======== MATERIAL FOR THIS TASK

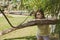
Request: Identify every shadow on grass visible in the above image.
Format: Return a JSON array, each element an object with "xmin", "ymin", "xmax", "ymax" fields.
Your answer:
[{"xmin": 4, "ymin": 36, "xmax": 36, "ymax": 40}]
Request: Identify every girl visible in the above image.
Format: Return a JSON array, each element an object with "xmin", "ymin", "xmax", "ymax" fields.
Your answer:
[{"xmin": 16, "ymin": 10, "xmax": 50, "ymax": 40}]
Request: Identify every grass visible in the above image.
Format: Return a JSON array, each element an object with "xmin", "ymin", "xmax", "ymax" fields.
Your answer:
[{"xmin": 0, "ymin": 16, "xmax": 37, "ymax": 40}]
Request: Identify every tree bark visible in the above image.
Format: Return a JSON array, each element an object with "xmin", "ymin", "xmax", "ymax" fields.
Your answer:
[{"xmin": 0, "ymin": 19, "xmax": 60, "ymax": 35}]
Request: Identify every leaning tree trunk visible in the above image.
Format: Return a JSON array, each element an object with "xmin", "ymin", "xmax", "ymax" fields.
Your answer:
[{"xmin": 0, "ymin": 19, "xmax": 60, "ymax": 35}]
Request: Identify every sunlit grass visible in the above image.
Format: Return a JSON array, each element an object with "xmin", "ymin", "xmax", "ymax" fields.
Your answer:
[{"xmin": 0, "ymin": 16, "xmax": 37, "ymax": 40}]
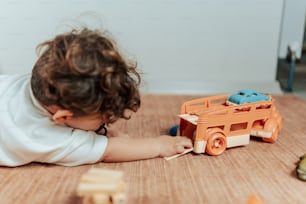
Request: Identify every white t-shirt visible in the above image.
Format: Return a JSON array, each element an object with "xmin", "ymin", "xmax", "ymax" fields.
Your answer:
[{"xmin": 0, "ymin": 74, "xmax": 107, "ymax": 166}]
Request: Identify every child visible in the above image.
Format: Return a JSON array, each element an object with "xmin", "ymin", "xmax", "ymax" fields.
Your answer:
[{"xmin": 0, "ymin": 29, "xmax": 192, "ymax": 166}]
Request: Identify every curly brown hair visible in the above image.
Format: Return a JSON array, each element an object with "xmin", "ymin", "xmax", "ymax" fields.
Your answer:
[{"xmin": 31, "ymin": 28, "xmax": 141, "ymax": 123}]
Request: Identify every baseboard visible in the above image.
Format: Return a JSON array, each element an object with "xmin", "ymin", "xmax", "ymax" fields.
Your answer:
[{"xmin": 141, "ymin": 79, "xmax": 283, "ymax": 95}]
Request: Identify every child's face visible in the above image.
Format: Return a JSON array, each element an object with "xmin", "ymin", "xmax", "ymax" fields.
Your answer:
[{"xmin": 65, "ymin": 113, "xmax": 104, "ymax": 131}]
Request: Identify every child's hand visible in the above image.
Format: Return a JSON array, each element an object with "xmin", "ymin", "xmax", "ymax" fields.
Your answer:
[{"xmin": 156, "ymin": 135, "xmax": 192, "ymax": 157}]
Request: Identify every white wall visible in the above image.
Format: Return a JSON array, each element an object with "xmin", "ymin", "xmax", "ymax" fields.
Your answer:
[
  {"xmin": 279, "ymin": 0, "xmax": 306, "ymax": 58},
  {"xmin": 0, "ymin": 0, "xmax": 283, "ymax": 94}
]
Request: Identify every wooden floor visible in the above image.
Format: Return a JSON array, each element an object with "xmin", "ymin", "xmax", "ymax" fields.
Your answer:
[{"xmin": 0, "ymin": 95, "xmax": 306, "ymax": 204}]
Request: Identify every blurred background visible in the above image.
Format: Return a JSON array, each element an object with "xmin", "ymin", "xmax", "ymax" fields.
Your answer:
[{"xmin": 0, "ymin": 0, "xmax": 306, "ymax": 97}]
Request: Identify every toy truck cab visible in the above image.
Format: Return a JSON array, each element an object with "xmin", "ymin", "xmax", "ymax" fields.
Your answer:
[{"xmin": 179, "ymin": 90, "xmax": 282, "ymax": 155}]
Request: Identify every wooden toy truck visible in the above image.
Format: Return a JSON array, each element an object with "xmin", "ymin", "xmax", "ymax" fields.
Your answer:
[{"xmin": 178, "ymin": 91, "xmax": 282, "ymax": 155}]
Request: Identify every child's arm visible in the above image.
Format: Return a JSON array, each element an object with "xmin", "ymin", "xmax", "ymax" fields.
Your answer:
[{"xmin": 100, "ymin": 136, "xmax": 192, "ymax": 162}]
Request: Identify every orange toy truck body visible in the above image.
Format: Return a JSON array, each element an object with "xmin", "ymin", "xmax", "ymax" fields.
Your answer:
[{"xmin": 179, "ymin": 95, "xmax": 282, "ymax": 155}]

================

SET PROBLEM: Extract each line of the listing above that contains the word "tree".

RESPONSE TO THIS EXERCISE:
Request: Identify every tree bark visible in the above image.
Request: Identify every leaning tree trunk visible in the above image.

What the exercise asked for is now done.